Task statement |
All lines in the material containing the word "below" need to be copied.

Source data |

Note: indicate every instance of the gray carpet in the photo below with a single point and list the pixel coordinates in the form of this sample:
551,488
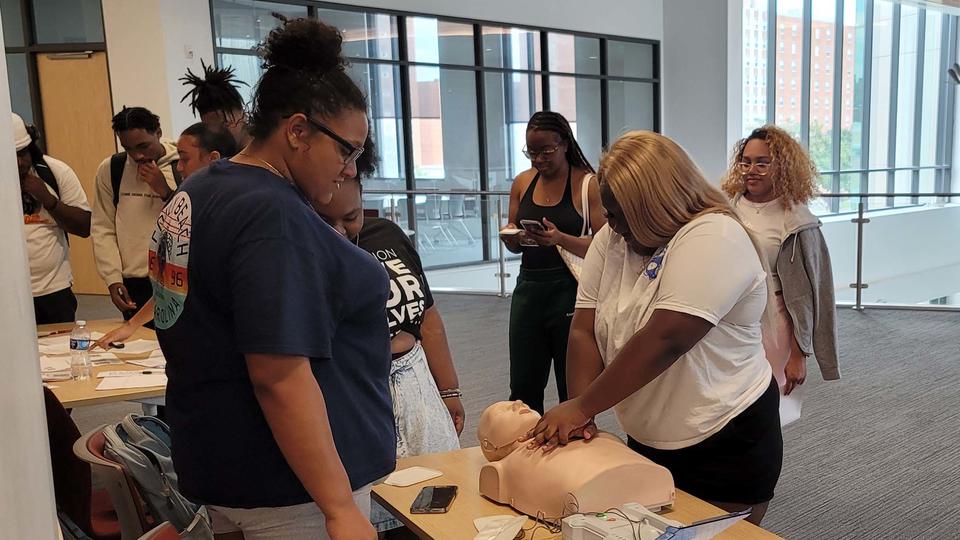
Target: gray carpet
874,456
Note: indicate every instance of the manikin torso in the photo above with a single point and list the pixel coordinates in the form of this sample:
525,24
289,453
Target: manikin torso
583,476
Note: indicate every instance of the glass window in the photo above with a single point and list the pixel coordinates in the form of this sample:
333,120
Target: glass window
574,54
578,100
853,85
790,12
880,87
821,113
381,84
20,100
68,21
12,23
907,88
630,59
247,69
365,35
932,85
434,41
511,99
242,24
629,107
511,48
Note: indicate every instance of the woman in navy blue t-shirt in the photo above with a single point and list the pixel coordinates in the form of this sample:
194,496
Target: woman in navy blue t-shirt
277,353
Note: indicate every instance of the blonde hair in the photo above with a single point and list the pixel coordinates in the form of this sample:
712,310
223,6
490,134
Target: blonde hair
658,186
793,173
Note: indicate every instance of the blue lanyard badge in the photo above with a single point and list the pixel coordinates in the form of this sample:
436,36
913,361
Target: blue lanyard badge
656,262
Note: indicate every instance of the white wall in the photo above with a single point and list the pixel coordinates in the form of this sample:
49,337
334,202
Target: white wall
909,255
26,483
628,18
149,45
695,79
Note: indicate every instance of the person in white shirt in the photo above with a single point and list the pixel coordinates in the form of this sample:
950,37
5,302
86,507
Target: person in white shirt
770,181
667,331
54,205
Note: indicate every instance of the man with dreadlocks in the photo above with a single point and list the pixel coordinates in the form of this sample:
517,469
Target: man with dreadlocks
215,99
550,193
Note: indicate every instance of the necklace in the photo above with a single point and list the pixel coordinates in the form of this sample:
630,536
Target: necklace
758,207
269,167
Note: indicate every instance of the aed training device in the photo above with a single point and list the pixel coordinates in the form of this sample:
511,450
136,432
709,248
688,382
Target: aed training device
632,521
434,500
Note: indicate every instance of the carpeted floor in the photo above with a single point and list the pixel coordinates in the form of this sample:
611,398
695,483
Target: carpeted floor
874,456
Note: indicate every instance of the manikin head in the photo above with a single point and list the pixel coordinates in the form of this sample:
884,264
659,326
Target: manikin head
501,427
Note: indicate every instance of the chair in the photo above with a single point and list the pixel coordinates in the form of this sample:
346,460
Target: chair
91,511
164,531
129,507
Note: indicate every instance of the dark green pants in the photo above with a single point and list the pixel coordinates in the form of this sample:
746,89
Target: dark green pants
540,315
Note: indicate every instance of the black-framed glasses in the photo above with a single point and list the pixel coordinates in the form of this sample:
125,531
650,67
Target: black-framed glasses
760,169
352,152
534,154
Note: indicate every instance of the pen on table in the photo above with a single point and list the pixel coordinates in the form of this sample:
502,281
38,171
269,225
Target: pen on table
53,333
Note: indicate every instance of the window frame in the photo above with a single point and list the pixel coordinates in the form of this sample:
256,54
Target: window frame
479,68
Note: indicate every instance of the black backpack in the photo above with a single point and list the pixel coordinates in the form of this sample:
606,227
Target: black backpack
116,174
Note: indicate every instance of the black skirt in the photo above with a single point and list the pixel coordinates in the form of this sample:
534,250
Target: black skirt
738,464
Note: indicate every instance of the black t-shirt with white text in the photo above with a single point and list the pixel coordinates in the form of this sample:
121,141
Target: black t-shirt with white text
409,292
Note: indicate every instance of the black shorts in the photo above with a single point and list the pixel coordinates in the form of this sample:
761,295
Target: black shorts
738,464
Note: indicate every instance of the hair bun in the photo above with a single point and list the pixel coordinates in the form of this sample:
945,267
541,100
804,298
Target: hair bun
303,45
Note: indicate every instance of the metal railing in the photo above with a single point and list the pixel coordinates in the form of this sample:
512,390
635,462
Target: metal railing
860,219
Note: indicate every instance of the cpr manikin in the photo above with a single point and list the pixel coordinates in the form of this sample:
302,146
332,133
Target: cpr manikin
583,476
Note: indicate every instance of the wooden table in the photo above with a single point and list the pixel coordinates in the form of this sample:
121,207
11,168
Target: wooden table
462,468
82,393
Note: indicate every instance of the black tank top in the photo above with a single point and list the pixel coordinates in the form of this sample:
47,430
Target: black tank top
563,214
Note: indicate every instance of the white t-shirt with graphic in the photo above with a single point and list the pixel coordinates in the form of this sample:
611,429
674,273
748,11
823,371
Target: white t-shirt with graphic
46,242
710,270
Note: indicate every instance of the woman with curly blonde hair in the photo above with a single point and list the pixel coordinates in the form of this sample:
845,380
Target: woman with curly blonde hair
667,331
771,179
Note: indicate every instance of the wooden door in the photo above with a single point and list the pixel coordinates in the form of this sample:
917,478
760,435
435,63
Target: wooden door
77,108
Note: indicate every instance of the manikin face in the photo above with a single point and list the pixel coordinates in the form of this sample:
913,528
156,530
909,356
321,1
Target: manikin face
501,427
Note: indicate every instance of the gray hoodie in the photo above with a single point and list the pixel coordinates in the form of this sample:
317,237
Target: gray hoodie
803,266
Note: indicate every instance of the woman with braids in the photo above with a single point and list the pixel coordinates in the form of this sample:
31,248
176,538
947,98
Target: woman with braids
278,355
550,193
771,179
216,100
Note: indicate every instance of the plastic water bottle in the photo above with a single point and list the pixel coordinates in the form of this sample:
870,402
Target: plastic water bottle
80,352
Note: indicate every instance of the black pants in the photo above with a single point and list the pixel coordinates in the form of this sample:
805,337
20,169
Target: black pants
540,315
738,464
140,291
57,307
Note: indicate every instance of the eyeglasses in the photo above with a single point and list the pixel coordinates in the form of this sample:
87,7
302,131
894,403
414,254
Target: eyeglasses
531,154
351,152
760,169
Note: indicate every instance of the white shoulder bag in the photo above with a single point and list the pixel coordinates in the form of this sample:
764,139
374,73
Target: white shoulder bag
575,262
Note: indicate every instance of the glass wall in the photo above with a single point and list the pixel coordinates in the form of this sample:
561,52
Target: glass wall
449,104
862,83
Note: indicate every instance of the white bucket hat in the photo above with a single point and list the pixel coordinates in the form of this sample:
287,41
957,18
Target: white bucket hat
21,139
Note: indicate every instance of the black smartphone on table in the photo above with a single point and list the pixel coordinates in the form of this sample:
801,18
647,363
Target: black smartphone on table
434,500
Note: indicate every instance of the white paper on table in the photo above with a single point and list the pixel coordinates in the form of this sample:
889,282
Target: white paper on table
791,406
152,362
51,364
410,476
138,346
104,374
498,527
133,381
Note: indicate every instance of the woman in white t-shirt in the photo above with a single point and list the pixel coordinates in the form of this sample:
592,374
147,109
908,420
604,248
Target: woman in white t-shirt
770,181
667,331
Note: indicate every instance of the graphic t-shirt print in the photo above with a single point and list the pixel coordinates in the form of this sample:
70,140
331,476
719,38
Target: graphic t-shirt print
169,254
406,303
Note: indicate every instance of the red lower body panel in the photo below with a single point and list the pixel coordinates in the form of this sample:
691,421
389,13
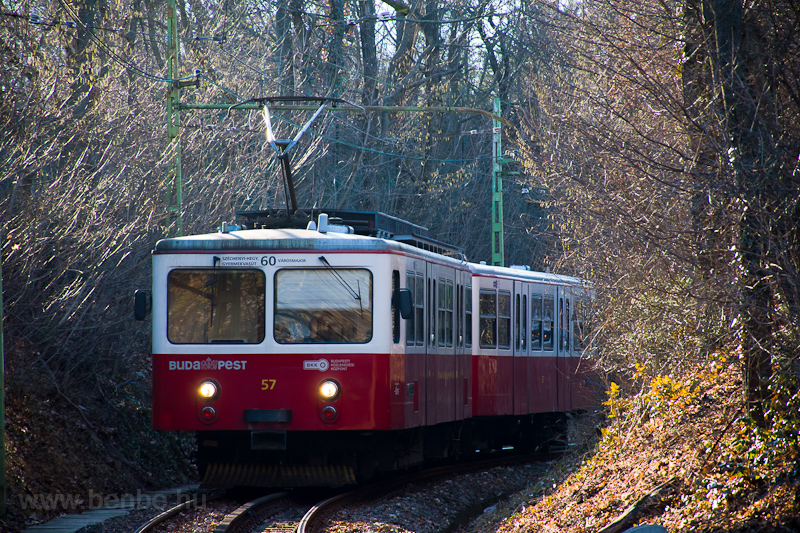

Answer to this task |
Note: indicate every instance of the gray carpet in the photo below with a single point and list the pixel coordinates in the form of this sample:
Note: indicate every instance of the red lower body panel in the photo below with a single point and list the pixel coordinates in the form of this sample:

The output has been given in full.